▸ What is expected
With no omissions, write out every record given below.

Dataset entries
◆ ◆ ◆ ◆ ◆

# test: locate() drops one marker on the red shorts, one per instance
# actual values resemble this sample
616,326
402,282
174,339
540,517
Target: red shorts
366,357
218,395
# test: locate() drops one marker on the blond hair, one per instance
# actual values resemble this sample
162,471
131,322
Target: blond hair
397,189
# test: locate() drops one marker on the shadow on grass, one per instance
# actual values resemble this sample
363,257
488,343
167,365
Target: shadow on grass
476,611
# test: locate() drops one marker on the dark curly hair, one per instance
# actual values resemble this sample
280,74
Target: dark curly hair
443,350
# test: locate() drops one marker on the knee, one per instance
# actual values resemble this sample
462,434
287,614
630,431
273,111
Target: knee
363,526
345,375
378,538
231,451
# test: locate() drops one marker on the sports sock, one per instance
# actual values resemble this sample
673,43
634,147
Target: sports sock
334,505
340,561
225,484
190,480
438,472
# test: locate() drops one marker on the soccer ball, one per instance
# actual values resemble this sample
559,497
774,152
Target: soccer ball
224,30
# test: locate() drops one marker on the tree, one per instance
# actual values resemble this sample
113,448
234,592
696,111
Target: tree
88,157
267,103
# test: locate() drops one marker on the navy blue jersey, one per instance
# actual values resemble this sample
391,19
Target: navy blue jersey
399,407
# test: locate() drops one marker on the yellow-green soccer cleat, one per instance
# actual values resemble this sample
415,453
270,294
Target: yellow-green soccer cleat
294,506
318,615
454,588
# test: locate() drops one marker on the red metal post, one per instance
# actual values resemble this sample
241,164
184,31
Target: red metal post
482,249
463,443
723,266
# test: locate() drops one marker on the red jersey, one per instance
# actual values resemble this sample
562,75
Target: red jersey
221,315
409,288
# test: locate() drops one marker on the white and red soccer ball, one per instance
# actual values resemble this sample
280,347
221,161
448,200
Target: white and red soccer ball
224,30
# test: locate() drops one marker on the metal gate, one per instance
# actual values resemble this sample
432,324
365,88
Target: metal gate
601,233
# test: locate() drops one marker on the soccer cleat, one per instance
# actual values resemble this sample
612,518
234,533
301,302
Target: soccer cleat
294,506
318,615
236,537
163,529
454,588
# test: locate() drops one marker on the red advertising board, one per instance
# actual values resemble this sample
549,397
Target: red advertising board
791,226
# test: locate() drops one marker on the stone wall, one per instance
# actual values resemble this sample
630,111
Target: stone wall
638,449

◆ ◆ ◆ ◆ ◆

▸ Solution for this task
# test: locate() drops one marker on the red shorts, one per instance
# actual values resemble this sample
616,326
402,282
174,339
540,517
Target: red shorts
366,357
218,395
# test: locate() drops one marker on the blond hair, one per instance
# actual values resemble this sample
162,471
131,322
Target: blond hair
397,189
# test: locate() drops one marker on the shadow on grass, one per instance
# actual values resemble this sample
363,257
488,343
167,365
Target: shadow on grass
476,611
# test: locate() drops one marker on the dark curly hair, one per instance
# actual values resemble this sample
280,74
Target: dark curly hair
443,350
# test: locate() drops one marker on the knee, one per instance
# actual values resemble this sample
462,434
287,614
630,431
273,111
Target: knee
363,526
345,375
378,538
231,451
# test: locate() drops one marker on the sports sock, one per instance
# actual values resemble this sample
673,43
634,147
Target: sports sock
334,505
340,561
225,484
190,480
438,472
# test: locate() drops one marker on the soccer ball, one per instance
# actual values resemble this sample
559,497
774,152
Target: soccer ball
224,30
# test: locate() drops one marker on the tree, one per instance
# actual values resemble this sample
113,448
234,592
696,111
Target: tree
88,157
267,103
# test: locate() drops one marker on the navy blue jersey, one per instance
# actual values resemble this sample
391,19
Target: navy blue jersey
399,407
# test: locate() drops one marker on the yellow-green soccer cleat, one per instance
# actual values resemble this sample
415,453
270,294
Target: yellow-green soccer cleat
294,506
318,615
454,588
# test: locate() drops one marker on the red metal post, one per instance
# actual values resemble this sample
241,164
184,31
Target: red metal post
482,249
463,443
723,266
# test: locate() drops one marker on the red jersey, one per instance
# actual values resemble this sample
562,75
Target: red jersey
221,315
409,288
# test: locate() drops one marker on the white and red soccer ball, one per instance
# actual values resemble this sample
280,347
221,161
448,200
Target: white and red soccer ball
224,30
# test: locate() drops one marker on the metal gate, one per instance
# actual values resemble this sample
432,324
365,88
Target: metal gate
601,233
# test: locate() drops one marker on the soccer cleat, one per instance
# actual values resemble this sample
612,518
234,533
301,302
Target: soccer cleat
294,506
318,615
236,537
163,529
454,588
# test: locate() drops one marker on the red advertising board, one per instance
# actual values resemble this sample
549,397
Target: red advertising board
791,226
# test: locate() drops one marker on the stone wall, one per instance
# actual values resemble this sample
630,111
Target: stone wall
638,449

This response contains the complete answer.